> What you will do
Please give a word-for-word repeat of the line containing "Target: white upper cabinet" and all lines that come after it in the entries below, ending at the last line.

> Data shown

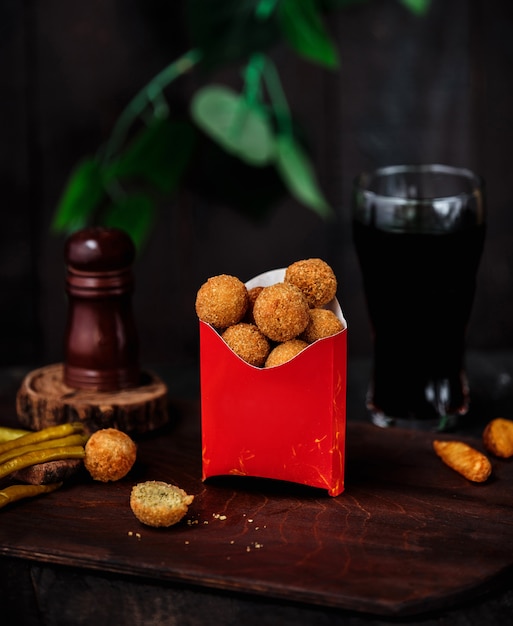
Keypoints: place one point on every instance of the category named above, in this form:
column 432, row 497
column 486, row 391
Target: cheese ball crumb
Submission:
column 247, row 342
column 222, row 301
column 159, row 504
column 109, row 454
column 316, row 280
column 284, row 352
column 281, row 312
column 323, row 323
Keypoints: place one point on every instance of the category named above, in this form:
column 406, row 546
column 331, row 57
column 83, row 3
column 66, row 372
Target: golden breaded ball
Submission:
column 253, row 294
column 284, row 352
column 222, row 301
column 498, row 437
column 316, row 280
column 323, row 323
column 281, row 312
column 159, row 504
column 109, row 454
column 248, row 342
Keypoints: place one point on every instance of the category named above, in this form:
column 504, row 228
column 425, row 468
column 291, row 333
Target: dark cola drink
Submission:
column 419, row 275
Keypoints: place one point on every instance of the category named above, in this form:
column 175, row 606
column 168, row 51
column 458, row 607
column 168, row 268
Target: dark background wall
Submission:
column 409, row 89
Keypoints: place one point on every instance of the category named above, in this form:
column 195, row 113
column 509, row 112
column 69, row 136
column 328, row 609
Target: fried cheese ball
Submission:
column 222, row 301
column 284, row 352
column 253, row 294
column 281, row 312
column 248, row 342
column 315, row 278
column 323, row 323
column 109, row 454
column 159, row 504
column 498, row 437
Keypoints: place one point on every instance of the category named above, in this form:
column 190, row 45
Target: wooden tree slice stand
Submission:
column 45, row 400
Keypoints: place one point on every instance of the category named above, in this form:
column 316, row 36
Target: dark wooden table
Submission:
column 409, row 540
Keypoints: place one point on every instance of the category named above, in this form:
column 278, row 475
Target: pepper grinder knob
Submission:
column 101, row 348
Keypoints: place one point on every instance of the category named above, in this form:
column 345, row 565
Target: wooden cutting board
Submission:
column 407, row 536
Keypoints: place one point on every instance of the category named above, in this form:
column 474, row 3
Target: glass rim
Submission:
column 362, row 180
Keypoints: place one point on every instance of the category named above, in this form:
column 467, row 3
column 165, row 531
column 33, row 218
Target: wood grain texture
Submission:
column 45, row 400
column 408, row 535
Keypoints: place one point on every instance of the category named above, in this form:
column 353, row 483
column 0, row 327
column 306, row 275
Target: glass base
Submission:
column 441, row 424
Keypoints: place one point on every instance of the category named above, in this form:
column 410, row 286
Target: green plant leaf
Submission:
column 81, row 197
column 159, row 154
column 299, row 176
column 419, row 7
column 239, row 127
column 228, row 31
column 303, row 28
column 135, row 214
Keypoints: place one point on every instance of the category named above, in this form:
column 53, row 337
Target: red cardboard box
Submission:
column 286, row 422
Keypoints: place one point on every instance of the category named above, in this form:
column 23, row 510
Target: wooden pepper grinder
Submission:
column 101, row 347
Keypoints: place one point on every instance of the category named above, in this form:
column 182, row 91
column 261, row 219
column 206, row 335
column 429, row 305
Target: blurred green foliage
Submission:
column 244, row 147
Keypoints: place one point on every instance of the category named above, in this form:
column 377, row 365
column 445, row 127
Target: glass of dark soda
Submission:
column 418, row 231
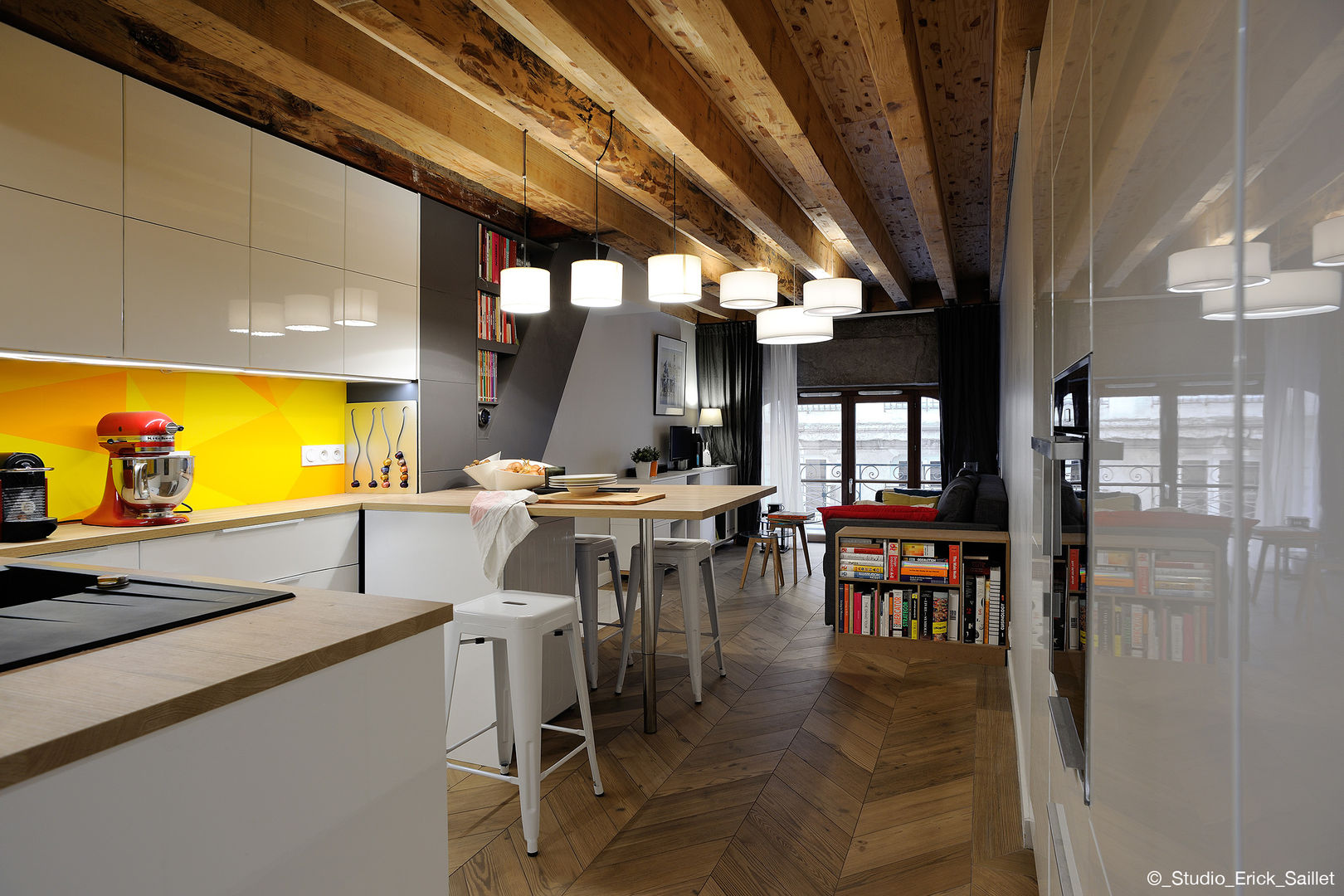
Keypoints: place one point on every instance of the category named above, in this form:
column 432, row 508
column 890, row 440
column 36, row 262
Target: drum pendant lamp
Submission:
column 596, row 282
column 674, row 278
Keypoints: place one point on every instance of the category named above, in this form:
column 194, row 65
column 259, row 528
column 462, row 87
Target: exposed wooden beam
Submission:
column 741, row 47
column 1018, row 28
column 888, row 32
column 325, row 62
column 138, row 47
column 615, row 56
column 461, row 46
column 1127, row 97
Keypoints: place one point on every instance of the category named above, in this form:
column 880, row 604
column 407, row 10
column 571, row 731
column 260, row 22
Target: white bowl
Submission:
column 485, row 473
column 509, row 481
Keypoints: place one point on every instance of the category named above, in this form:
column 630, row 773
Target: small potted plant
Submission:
column 645, row 461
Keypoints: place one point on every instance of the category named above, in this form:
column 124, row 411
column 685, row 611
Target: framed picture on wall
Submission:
column 670, row 377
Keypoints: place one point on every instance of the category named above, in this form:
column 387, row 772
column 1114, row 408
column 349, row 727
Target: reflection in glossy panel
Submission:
column 1190, row 659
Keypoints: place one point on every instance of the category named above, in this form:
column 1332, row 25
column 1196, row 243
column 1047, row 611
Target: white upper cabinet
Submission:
column 387, row 347
column 297, row 202
column 186, row 167
column 382, row 229
column 295, row 304
column 60, row 123
column 61, row 289
column 184, row 295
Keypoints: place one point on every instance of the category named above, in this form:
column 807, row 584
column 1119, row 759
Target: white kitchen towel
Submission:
column 500, row 522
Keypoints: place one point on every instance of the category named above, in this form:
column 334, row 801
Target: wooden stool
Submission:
column 800, row 538
column 515, row 622
column 771, row 542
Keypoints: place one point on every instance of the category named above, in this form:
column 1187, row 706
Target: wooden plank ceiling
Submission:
column 780, row 113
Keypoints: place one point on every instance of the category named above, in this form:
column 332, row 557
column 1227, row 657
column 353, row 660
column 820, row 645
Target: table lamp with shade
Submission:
column 709, row 416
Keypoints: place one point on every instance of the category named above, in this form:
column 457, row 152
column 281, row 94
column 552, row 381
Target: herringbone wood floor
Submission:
column 806, row 772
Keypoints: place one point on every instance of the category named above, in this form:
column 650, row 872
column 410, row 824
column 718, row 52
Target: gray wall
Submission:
column 606, row 410
column 531, row 382
column 874, row 351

> Solution to the problem
Target: white upper cabinet
Submission:
column 387, row 347
column 297, row 202
column 186, row 167
column 382, row 229
column 295, row 304
column 60, row 123
column 61, row 289
column 184, row 295
Keypoints: place one point on every instance of the category named above, in this form:
column 807, row 584
column 1119, row 759
Target: white kitchen towel
Submission:
column 500, row 522
Keypoints: place one point on every instance of the category named above, in this form:
column 334, row 801
Target: wooden stool
Submission:
column 800, row 538
column 515, row 622
column 771, row 542
Keypoints: place one point on every instance of the category named above, in this form:
column 1187, row 706
Target: wooden plank ceiling
Submission:
column 780, row 113
Keypoints: place one point on every instance of the category named above, in this form:
column 332, row 557
column 1227, row 657
column 353, row 660
column 820, row 645
Target: table lamp with shade
Submission:
column 709, row 416
Keypoints: place one point on every instance of the category named above, in this form:
column 457, row 152
column 281, row 94
column 552, row 381
Target: herringbone wood floor
Submission:
column 806, row 772
Keypoints: place one point on every instance of the category named above, in this form:
column 650, row 872
column 410, row 824
column 718, row 52
Target: gray wall
Submission:
column 606, row 410
column 531, row 382
column 874, row 351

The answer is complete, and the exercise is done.